:: Texto fornecido ::
Até há pouco tempo, os arqueólogos acreditavam que a antiga floresta amazônica era um lugar inóspito, escassamente povoado por bandos de caçadores-coletores, mas os restos de enormes terraplenagens, pirâmides e estradas que se estendem da Bolívia ao Brasil, descobertos nas últimas duas décadas, provaram que a Amazônia era o lar de sociedades grandes e complexas, muito antes da chegada dos colonizadores europeus.

Agora, há provas de que outra sociedade humana – a mais antiga já encontrada até agora – deixou a sua marca na região: uma densa rede de cidades interligadas, escondida sob a floresta no Vale Upano, no Equador, foi revelada pela tecnologia de mapeamento a laser chamada Lidar. Os assentamentos têm pelo menos 2.500 anos, mais de 1.000 anos mais antigos do que qualquer outra sociedade amazônica complexa conhecida.

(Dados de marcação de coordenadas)
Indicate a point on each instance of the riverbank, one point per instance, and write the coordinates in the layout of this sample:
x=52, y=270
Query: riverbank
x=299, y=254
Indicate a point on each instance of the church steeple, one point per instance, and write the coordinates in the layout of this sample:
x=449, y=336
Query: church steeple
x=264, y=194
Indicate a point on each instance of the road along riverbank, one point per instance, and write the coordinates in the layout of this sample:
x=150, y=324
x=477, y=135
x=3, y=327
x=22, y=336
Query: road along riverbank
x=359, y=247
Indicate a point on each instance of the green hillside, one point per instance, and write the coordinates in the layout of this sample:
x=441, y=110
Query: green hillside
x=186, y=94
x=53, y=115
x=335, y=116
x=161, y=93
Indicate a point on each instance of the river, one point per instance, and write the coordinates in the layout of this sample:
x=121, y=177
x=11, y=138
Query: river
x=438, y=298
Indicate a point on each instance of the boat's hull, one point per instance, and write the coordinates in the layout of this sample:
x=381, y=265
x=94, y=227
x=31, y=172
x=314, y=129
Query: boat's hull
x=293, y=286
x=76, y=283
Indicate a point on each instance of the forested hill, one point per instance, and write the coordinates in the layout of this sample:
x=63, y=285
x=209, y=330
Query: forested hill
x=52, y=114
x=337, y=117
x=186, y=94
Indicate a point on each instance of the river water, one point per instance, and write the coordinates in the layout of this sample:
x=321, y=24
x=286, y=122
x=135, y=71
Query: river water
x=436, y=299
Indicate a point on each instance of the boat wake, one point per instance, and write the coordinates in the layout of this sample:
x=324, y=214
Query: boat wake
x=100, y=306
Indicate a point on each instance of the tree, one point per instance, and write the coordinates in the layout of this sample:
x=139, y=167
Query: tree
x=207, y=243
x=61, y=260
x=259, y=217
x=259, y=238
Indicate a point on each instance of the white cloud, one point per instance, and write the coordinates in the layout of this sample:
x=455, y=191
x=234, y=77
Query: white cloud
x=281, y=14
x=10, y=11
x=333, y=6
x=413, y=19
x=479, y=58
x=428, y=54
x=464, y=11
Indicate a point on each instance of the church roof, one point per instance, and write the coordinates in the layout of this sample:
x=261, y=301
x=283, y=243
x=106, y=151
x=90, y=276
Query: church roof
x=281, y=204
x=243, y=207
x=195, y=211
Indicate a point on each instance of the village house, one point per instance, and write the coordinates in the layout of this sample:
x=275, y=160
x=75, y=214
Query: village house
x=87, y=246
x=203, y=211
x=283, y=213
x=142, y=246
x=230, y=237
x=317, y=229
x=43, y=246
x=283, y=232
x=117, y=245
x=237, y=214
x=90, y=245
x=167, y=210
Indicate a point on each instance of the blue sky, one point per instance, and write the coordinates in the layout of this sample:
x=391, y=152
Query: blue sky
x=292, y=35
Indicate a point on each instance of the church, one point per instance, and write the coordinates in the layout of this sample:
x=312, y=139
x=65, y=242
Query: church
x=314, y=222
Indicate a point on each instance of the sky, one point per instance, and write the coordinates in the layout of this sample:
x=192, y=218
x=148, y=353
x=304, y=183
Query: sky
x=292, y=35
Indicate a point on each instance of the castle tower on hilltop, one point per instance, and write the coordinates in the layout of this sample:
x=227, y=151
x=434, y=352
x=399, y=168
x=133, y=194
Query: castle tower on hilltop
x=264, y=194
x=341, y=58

:: Instruções do exercício ::
1/ Copie do texto sobre a Amazônia, sem mudar nada, o trecho que começa em "Agora, há provas" e termina em "amazônica complexa conhecida.".
2/ Segundo o texto sobre a Amazônia, que tecnologia revelou a rede de cidades escondida no Vale Upano?
As linhas não têm nenhuma ligação com o texto sobre a Amazônia.

:: Respostas por tarefa ::
1/
Agora, há provas de que outra sociedade humana – a mais antiga já encontrada até agora – deixou a sua marca na região: uma densa rede de cidades interligadas, escondida sob a floresta no Vale Upano, no Equador, foi revelada pela tecnologia de mapeamento a laser chamada Lidar. Os assentamentos têm pelo menos 2.500 anos, mais de 1.000 anos mais antigos do que qualquer outra sociedade amazônica complexa conhecida.

2/ A tecnologia de mapeamento a laser chamada Lidar.